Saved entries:
•••

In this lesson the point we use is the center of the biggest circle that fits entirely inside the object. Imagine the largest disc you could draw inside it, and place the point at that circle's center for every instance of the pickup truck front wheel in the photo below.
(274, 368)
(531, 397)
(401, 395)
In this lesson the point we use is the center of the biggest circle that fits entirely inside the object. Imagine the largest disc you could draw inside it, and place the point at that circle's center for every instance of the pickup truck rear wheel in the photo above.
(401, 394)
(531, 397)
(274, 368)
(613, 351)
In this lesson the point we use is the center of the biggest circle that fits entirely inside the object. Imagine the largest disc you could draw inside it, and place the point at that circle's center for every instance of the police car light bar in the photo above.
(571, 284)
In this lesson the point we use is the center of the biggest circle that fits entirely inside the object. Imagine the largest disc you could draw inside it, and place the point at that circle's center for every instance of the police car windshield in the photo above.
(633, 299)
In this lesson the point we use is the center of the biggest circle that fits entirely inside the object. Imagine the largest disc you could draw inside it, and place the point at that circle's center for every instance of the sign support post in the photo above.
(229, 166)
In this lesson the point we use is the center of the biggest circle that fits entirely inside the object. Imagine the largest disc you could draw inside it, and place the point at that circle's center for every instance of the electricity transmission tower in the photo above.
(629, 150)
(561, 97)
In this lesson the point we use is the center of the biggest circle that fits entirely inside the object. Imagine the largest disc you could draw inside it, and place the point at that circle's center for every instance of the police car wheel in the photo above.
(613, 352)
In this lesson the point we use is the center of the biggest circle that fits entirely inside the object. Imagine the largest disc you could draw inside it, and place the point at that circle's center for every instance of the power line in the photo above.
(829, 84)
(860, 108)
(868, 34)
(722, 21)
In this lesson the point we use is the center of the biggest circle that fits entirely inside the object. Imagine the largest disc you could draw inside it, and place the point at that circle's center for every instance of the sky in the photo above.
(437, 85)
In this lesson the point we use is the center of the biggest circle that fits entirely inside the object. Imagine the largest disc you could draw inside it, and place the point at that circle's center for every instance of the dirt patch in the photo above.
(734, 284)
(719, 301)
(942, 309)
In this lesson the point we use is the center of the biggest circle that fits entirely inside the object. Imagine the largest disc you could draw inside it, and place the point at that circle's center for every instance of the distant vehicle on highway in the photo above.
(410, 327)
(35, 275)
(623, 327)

•••

Problem: Set down exactly the lines that begin with the one containing "highway in the photo above." and end with the last line above, and no others.

Exercise response:
In this lesson the point we use is the center of the biggest circle that fits entirely inside the object. Imagine the largest disc you could draw inside it, and place the point at that circle's center for every instance of the distant vehicle on highway in the photo above.
(410, 327)
(35, 275)
(623, 327)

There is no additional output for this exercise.